━━ RECORDS FOR THIS TASK ━━
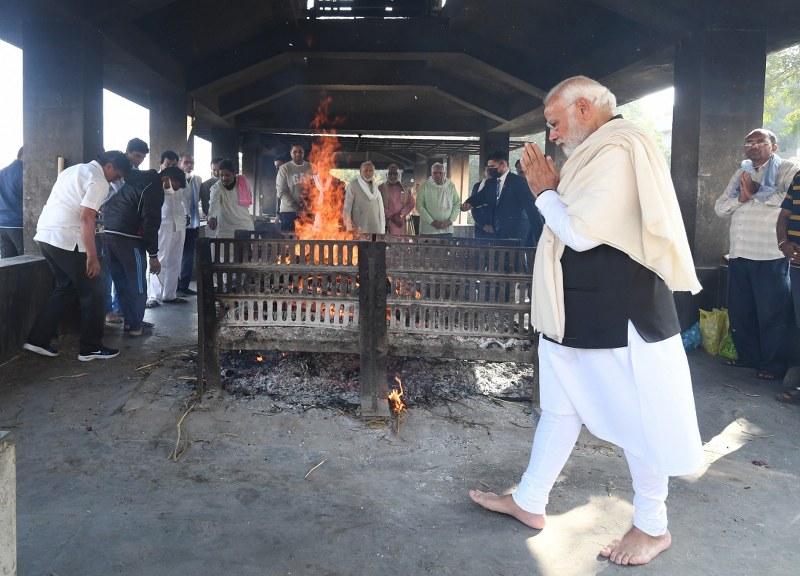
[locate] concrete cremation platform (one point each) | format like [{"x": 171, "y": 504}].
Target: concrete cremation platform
[{"x": 260, "y": 491}]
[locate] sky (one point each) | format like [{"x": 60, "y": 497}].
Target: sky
[{"x": 10, "y": 102}]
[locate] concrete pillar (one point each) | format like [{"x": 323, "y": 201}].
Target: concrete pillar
[
  {"x": 719, "y": 98},
  {"x": 8, "y": 505},
  {"x": 251, "y": 168},
  {"x": 459, "y": 175},
  {"x": 62, "y": 79},
  {"x": 225, "y": 144},
  {"x": 168, "y": 125},
  {"x": 492, "y": 142}
]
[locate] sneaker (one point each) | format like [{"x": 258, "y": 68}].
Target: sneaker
[
  {"x": 43, "y": 350},
  {"x": 146, "y": 325},
  {"x": 102, "y": 354},
  {"x": 113, "y": 318}
]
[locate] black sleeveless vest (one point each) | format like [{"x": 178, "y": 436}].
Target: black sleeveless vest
[{"x": 603, "y": 289}]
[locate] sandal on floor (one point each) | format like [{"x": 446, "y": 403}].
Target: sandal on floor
[
  {"x": 145, "y": 325},
  {"x": 788, "y": 396},
  {"x": 736, "y": 364}
]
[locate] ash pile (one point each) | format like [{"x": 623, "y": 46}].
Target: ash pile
[{"x": 299, "y": 381}]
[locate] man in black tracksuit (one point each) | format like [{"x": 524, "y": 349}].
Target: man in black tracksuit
[{"x": 132, "y": 217}]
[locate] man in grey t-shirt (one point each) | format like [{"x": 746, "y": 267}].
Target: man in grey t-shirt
[{"x": 289, "y": 184}]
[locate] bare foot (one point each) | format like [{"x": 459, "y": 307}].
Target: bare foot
[
  {"x": 636, "y": 547},
  {"x": 506, "y": 505}
]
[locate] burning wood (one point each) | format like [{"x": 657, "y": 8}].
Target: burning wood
[
  {"x": 324, "y": 193},
  {"x": 396, "y": 404}
]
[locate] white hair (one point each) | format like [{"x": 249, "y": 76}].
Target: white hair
[{"x": 576, "y": 87}]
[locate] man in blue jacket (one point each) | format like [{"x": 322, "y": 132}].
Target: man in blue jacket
[
  {"x": 514, "y": 209},
  {"x": 11, "y": 209}
]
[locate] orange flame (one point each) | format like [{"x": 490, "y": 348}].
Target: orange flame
[
  {"x": 395, "y": 402},
  {"x": 324, "y": 193}
]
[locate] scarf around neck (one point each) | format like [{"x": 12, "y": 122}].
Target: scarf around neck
[
  {"x": 644, "y": 219},
  {"x": 770, "y": 173},
  {"x": 371, "y": 194}
]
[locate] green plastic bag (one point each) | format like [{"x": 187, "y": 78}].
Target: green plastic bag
[
  {"x": 728, "y": 350},
  {"x": 714, "y": 328}
]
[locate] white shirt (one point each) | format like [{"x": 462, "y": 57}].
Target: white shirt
[
  {"x": 79, "y": 186},
  {"x": 174, "y": 209}
]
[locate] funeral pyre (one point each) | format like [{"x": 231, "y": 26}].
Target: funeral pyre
[{"x": 300, "y": 380}]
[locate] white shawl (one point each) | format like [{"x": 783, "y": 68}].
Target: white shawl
[
  {"x": 618, "y": 191},
  {"x": 445, "y": 200},
  {"x": 374, "y": 196}
]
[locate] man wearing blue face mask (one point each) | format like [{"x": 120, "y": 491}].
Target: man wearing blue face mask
[
  {"x": 758, "y": 274},
  {"x": 514, "y": 212}
]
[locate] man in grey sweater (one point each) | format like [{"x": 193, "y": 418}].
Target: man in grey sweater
[{"x": 289, "y": 184}]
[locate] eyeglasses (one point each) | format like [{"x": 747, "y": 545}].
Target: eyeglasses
[{"x": 554, "y": 126}]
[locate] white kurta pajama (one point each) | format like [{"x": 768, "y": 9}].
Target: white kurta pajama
[
  {"x": 362, "y": 210},
  {"x": 171, "y": 236},
  {"x": 615, "y": 189}
]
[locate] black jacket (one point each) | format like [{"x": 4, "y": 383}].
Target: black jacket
[
  {"x": 482, "y": 214},
  {"x": 515, "y": 215},
  {"x": 603, "y": 289},
  {"x": 136, "y": 209}
]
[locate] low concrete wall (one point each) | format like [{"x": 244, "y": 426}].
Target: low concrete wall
[
  {"x": 25, "y": 282},
  {"x": 8, "y": 505}
]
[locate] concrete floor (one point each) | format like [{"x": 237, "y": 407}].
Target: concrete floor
[{"x": 98, "y": 494}]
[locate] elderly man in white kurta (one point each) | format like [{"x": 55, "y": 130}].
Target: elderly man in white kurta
[
  {"x": 229, "y": 206},
  {"x": 611, "y": 356},
  {"x": 438, "y": 204},
  {"x": 162, "y": 287},
  {"x": 362, "y": 212}
]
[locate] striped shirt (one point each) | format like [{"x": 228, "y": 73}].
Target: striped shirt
[{"x": 753, "y": 223}]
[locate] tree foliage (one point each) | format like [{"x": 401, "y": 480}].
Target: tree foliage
[{"x": 782, "y": 97}]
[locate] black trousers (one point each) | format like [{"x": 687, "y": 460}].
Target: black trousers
[
  {"x": 69, "y": 273},
  {"x": 10, "y": 242}
]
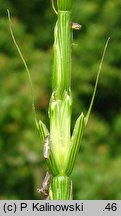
━━━
THE PROBLEM: Copy out the lines of the records above unchanged, from the line containing "[locate] tree foliage" through the end of the records, both included, and leave the pictures out.

EXPECTED ANSWER:
[locate] tree foliage (one point each) | format like [{"x": 401, "y": 480}].
Target: tree foliage
[{"x": 782, "y": 97}]
[locate] black trousers (one point each) | format like [{"x": 687, "y": 460}].
Target: black trousers
[
  {"x": 69, "y": 273},
  {"x": 10, "y": 242}
]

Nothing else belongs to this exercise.